Document passage ▸
* begin *
And where it cannot easily issue takedown orders to large, highly-visible service providers like YouTube, it retains the option, admittedly very expensive, to sue the individuals who actually infringed.  It can also try to invoke the criminal aspect of copyright law, and get the FBI (that is, the taxpayer) to absorb the cost.

To rule the other way–to deny YouTube its safe harbor–would encourage service providers to overspend on deterrence of infringing behavior.  In response, perhaps YouTube and other sites would require, before posting videos, that users provide legally-binding and notarized documentation that the user either owns the video or has a license to post it.  Obtaining such agreements, not to mention evaluating them for accuracy, would effectively mean the end of video sites.  Denying the safe harbor based on general knowledge, to put it another way, would effectively interpret the DMCA as a ban on video sites.

That would be cheaper for Viacom, of course, but would lead to overall social loss.  Right and wrong, innocence and guilt, are largely excluded from this kind of analysis, though certainly not from the rhetoric of the parties.  And remember that actual knowledge or general awareness of specific acts of infringement would, according to Judge Stanton’s rule, defeat the safe harbor.  In that case, to return to the economic terminology, the cost of damages—or, if you prefer, assigning some of the blame—would shift back on YouTube.

3.  What’s Next?

Did Judge Stanton get it right as a matter of information economics?  It appears that the answer is yes.  But did he get it right as a matter of law—in this case, of the DMCA?

That remains to be seen.

Whether one likes the results or not, as I’ve written before, summary judgment rulings by district courts are never the last word in complex litigation between large, well-funded parties.  That is especially so here, where the lower court’s interpretation of a federal law is largely untested in the circuit and indeed, as here, in any circuit.

Judge Stanton cites as authority for his view of the DMCA a number of other lower court cases, many of them in the Ninth Circuit.  But as a matter of federal appellate law, Ninth Circuit cases are not binding precedent on the Second Circuit, where Judge Stanton sits.  And other district (that is, lower) court opinions cannot be cited by the parties as precedent even within a circuit.  They are merely advisory.  (A Ninth Circuit case involving Veoh is currently on appeal; the service provider won on a “safe harbor” argument similar to Google’s in the lower court.)

So this case will certainly head for appeal to the Second Circuit, and perhaps from there to the U.S. Supreme Court.  But a Supreme Court review of the case is far from certain.  Appeals to the circuit court are the right of the losing party.  A petition to the Supreme Court, on the other hand, is accepted at the Court’s discretion, and the Court turns down the vast majority of cases that it is asked to hear, often without regard to the economic importance or newsworthiness of the case.  (The Court refused to hear an appeal in the Microsoft antitrust case, for example, because the lower courts largely applied existing antitrust precedents.)
* end *
Exercise requirements ▸
- 1) Reproduce the YouTube ruling commentary word for word from "And where it" up to and including "absorb the cost.".
- 2) Answer these questions using the YouTube ruling commentary.
(a) In which circuit does Judge Stanton sit?
(b) Which case does the text say the Supreme Court refused to hear?
(c) According to the text, what documentation might YouTube require from users before posting videos if it were denied the safe harbor?

Data segment ▸
* begin *
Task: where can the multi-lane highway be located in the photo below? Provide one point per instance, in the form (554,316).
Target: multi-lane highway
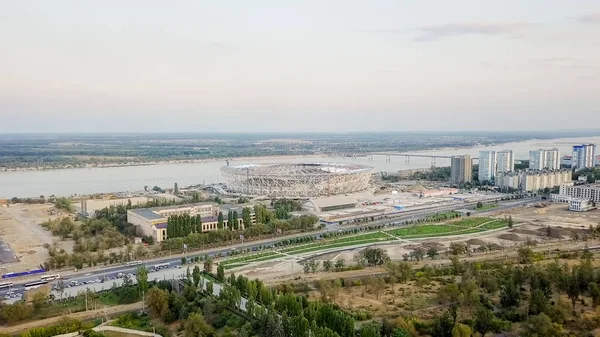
(105,277)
* end *
Results in order ▸
- 1)
And where it cannot easily issue takedown orders to large, highly-visible service providers like YouTube, it retains the option, admittedly very expensive, to sue the individuals who actually infringed.  It can also try to invoke the criminal aspect of copyright law, and get the FBI (that is, the taxpayer) to absorb the cost.

- 2)
(a) The Second Circuit.
(b) The Microsoft antitrust case.
(c) Legally binding and notarized documentation that the user either owns the video or has a license to post it.